((
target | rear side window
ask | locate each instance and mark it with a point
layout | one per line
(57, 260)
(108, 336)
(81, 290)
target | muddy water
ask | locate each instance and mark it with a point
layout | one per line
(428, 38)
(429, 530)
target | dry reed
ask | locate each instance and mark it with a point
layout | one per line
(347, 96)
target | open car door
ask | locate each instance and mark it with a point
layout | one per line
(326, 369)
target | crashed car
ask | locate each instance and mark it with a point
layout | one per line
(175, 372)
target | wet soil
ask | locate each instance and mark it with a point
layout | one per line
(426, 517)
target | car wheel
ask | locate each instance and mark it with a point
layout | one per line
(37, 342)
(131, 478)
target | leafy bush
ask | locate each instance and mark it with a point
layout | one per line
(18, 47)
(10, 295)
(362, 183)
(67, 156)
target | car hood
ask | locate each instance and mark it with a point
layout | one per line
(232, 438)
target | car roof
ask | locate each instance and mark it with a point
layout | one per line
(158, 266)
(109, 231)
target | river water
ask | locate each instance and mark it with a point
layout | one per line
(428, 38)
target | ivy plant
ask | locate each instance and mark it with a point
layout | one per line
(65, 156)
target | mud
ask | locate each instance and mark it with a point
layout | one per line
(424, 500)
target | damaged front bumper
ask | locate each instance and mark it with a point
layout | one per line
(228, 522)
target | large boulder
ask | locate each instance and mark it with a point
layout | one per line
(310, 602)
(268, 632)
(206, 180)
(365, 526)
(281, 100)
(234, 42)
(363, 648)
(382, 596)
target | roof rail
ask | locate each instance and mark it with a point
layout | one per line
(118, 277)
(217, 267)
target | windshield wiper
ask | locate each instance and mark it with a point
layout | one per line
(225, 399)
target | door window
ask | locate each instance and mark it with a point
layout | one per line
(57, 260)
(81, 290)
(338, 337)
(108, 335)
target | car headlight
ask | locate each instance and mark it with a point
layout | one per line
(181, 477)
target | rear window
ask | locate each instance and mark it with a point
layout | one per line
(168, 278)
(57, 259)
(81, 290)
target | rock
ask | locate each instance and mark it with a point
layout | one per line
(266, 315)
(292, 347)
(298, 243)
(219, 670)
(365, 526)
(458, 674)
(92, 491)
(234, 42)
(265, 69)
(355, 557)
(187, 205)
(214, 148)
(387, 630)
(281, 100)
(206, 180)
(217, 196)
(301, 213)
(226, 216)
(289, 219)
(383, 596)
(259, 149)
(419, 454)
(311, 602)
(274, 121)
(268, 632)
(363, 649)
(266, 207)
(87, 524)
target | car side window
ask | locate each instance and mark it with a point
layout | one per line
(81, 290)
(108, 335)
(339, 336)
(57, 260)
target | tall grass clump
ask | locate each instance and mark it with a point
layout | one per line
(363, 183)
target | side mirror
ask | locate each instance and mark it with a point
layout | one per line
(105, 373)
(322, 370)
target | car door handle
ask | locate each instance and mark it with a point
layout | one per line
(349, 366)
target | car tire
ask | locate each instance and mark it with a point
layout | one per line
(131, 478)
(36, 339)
))
◆ What the task asks: Using the data above, copy each line that contains "water".

◆ Solution to this task:
target | muddy water
target | river water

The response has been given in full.